[Rows from an object-pointing dataset]
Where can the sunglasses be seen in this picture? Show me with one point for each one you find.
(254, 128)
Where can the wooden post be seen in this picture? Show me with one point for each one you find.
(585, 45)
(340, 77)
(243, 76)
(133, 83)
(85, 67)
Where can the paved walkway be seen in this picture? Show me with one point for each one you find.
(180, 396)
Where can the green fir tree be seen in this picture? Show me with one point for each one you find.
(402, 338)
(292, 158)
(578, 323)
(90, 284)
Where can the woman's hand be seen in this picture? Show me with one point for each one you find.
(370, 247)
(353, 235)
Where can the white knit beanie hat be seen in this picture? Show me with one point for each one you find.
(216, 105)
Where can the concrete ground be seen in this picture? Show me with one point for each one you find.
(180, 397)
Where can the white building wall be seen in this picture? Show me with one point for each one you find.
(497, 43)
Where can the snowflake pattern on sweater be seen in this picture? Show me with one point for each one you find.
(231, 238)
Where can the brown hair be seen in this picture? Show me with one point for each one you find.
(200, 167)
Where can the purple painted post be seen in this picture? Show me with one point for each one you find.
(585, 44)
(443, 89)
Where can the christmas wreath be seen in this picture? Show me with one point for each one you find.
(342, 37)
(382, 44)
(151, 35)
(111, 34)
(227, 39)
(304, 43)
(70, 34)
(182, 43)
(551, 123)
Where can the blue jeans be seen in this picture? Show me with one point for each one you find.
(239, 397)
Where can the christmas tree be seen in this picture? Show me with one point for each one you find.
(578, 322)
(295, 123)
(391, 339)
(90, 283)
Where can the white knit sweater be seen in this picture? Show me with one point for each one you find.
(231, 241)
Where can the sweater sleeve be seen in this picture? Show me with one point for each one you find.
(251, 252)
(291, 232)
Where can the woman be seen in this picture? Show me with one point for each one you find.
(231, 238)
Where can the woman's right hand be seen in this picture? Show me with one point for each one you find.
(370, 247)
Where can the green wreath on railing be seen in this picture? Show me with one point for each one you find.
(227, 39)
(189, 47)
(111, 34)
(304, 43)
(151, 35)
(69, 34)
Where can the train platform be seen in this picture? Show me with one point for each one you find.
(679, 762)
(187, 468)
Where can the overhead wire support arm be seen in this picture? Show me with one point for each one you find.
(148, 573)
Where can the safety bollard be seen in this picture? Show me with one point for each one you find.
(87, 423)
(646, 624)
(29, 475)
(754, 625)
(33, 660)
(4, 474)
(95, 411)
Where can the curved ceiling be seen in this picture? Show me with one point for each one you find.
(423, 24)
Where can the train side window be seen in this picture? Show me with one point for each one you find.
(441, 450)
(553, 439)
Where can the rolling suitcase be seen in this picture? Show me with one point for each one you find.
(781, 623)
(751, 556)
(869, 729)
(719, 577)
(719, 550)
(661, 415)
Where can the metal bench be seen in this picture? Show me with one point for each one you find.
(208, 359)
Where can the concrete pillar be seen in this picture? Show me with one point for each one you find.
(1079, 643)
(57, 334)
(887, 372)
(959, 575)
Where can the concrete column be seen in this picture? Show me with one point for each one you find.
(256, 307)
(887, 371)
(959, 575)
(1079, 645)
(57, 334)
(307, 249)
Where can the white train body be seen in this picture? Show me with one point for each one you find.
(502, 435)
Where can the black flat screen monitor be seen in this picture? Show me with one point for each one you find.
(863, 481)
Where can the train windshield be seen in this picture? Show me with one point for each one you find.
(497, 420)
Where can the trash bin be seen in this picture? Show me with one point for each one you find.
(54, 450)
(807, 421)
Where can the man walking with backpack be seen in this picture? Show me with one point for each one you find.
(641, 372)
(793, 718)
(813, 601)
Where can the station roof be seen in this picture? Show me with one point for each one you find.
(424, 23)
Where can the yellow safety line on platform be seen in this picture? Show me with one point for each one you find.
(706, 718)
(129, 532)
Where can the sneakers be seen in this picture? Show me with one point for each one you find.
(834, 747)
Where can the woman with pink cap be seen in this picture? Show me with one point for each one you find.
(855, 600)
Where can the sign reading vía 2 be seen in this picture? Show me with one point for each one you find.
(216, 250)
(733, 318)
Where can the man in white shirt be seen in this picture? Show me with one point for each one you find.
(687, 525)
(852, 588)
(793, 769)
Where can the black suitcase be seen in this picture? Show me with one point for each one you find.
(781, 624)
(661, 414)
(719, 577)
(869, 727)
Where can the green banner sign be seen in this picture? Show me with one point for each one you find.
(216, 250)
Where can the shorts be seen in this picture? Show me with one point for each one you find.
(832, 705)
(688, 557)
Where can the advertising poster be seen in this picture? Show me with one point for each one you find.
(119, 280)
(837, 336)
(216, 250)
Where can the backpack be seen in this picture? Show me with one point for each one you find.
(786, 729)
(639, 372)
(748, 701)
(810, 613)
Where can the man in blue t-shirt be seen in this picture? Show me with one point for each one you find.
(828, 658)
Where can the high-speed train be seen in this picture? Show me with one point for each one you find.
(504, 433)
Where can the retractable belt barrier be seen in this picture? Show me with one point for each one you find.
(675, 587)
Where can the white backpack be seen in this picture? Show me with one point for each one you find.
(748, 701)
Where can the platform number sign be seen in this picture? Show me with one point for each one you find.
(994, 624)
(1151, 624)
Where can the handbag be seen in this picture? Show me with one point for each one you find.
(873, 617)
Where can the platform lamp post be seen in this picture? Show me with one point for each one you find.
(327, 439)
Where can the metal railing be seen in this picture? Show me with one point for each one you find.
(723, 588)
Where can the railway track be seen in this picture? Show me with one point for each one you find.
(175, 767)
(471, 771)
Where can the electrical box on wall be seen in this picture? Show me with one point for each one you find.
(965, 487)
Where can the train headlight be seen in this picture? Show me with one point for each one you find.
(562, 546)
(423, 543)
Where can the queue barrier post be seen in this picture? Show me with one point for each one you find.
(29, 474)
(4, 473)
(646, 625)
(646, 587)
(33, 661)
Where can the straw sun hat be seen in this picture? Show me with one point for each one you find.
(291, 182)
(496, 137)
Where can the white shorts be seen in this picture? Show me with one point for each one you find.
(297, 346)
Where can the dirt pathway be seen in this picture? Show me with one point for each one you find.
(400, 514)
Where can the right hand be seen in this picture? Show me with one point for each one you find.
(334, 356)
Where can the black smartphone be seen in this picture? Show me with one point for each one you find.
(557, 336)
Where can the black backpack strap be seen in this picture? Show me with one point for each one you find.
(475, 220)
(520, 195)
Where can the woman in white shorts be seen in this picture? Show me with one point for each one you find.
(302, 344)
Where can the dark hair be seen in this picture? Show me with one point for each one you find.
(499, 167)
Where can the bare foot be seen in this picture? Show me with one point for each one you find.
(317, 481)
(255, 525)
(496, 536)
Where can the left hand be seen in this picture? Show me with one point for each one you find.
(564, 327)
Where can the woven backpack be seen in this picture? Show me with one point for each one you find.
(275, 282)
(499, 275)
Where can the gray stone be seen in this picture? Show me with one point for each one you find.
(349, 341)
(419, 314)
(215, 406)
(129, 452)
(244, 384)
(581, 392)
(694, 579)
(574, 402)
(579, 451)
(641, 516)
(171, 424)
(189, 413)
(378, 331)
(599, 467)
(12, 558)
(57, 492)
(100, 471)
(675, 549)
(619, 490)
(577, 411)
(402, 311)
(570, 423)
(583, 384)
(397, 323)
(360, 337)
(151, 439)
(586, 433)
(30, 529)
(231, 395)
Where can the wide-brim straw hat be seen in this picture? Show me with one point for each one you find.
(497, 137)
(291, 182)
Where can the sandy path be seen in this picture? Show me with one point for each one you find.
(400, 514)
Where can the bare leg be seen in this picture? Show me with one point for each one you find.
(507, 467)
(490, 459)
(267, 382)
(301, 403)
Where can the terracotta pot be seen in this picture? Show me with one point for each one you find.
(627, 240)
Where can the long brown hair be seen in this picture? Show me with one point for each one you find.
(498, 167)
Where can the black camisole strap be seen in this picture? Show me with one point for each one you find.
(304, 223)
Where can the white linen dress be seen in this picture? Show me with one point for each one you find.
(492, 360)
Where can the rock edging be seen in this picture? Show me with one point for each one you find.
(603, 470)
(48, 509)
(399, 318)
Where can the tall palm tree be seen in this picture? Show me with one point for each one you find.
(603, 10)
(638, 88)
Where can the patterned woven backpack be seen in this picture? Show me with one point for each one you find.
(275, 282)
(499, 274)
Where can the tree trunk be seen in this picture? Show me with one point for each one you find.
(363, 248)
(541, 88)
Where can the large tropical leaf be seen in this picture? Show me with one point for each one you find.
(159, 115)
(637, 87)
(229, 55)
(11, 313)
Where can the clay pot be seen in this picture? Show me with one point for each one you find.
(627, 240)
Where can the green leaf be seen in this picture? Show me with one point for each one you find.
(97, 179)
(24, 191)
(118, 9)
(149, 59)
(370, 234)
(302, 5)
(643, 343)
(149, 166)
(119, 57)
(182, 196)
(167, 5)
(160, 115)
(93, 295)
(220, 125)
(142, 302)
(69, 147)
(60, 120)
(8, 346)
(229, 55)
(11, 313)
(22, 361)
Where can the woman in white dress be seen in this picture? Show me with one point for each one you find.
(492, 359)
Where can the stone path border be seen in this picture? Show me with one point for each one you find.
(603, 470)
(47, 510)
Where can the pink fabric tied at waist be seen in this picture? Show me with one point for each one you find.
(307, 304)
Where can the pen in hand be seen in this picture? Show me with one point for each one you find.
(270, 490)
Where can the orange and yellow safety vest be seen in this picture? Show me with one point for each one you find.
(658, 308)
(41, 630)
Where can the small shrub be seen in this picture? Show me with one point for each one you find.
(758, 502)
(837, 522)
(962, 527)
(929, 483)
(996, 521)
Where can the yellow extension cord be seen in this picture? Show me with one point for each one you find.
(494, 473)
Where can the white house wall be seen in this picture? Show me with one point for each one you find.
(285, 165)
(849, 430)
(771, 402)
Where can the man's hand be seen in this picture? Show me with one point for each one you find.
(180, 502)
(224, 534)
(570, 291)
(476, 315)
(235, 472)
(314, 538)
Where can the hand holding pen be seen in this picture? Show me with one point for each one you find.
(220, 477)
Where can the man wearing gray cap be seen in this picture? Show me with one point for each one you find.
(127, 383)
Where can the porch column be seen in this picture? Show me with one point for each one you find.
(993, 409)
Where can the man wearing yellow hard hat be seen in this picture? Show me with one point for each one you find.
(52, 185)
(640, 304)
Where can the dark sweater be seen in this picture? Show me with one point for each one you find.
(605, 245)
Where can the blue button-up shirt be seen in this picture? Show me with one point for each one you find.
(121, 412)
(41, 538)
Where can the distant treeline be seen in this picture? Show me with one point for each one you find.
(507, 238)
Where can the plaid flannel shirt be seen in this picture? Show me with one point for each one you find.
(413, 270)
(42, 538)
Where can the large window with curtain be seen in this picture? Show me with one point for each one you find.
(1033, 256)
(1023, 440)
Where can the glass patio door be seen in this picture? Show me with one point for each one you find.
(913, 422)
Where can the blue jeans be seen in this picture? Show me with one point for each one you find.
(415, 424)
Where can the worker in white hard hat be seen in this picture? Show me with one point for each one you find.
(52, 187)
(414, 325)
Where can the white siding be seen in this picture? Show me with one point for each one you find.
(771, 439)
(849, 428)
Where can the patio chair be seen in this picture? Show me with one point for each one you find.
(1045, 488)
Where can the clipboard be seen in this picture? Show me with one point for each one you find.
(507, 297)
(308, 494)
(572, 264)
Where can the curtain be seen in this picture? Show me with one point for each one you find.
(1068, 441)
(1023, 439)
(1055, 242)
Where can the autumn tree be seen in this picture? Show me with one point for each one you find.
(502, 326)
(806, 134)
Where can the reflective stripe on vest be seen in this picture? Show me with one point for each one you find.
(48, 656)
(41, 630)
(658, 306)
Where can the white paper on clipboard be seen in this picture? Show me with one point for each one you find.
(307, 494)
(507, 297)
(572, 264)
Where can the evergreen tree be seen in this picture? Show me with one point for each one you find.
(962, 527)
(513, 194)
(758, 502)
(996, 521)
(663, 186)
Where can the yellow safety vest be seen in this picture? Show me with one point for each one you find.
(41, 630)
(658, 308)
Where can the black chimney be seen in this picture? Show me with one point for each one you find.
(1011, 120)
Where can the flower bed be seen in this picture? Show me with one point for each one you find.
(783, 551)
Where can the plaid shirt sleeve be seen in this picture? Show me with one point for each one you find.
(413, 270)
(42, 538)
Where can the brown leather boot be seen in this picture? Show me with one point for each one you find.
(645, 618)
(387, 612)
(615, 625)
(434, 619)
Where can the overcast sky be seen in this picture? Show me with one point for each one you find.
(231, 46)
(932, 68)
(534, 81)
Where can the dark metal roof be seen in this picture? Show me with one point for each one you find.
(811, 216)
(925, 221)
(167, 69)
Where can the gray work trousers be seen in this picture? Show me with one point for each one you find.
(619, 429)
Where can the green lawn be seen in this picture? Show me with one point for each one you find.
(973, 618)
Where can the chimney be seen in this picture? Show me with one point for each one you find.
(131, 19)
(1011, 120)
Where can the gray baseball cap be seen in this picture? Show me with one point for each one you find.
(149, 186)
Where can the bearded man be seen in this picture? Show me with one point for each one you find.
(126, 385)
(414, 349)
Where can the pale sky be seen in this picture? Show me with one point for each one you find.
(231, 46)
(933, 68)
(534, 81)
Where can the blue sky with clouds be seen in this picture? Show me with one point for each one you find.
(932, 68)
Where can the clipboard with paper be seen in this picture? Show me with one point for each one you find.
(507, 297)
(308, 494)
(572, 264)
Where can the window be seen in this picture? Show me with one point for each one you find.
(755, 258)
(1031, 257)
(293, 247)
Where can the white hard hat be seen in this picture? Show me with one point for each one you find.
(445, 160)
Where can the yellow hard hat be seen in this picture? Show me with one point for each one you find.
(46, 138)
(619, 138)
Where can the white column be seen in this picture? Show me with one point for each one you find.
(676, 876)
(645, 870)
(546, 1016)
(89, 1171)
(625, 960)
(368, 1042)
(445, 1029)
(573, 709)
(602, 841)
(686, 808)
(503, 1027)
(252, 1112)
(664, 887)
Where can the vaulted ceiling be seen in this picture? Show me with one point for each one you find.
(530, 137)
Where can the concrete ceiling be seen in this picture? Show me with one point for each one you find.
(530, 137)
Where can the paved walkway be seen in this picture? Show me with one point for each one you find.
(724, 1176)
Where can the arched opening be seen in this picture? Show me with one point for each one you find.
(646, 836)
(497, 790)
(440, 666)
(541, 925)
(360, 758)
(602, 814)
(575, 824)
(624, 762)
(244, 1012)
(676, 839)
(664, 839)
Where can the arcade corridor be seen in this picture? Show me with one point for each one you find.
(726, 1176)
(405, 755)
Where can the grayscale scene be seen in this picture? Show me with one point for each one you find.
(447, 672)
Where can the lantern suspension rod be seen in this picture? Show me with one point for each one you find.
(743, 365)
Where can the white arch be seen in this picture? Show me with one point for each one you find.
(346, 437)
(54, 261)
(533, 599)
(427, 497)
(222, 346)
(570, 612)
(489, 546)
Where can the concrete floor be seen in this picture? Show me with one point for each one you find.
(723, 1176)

TASK DIRECTIONS
Copy the listing word for word, starting at the line that contains "Where can the grayscale" and continuing through the end of the listing.

RESPONSE
Where can the grayscale scene be seen in this picture? Show me with one point for each one you find.
(447, 672)
Where can the lantern suspension rod be seen in this picture? Show me with one point for each one you find.
(743, 365)
Where can the white arch be seen in this picture? Show me with one point for each one you find.
(346, 437)
(54, 261)
(533, 599)
(427, 497)
(222, 346)
(570, 612)
(489, 546)
Where can the concrete floor be seen in this picture? Show me with one point for each one you find.
(723, 1176)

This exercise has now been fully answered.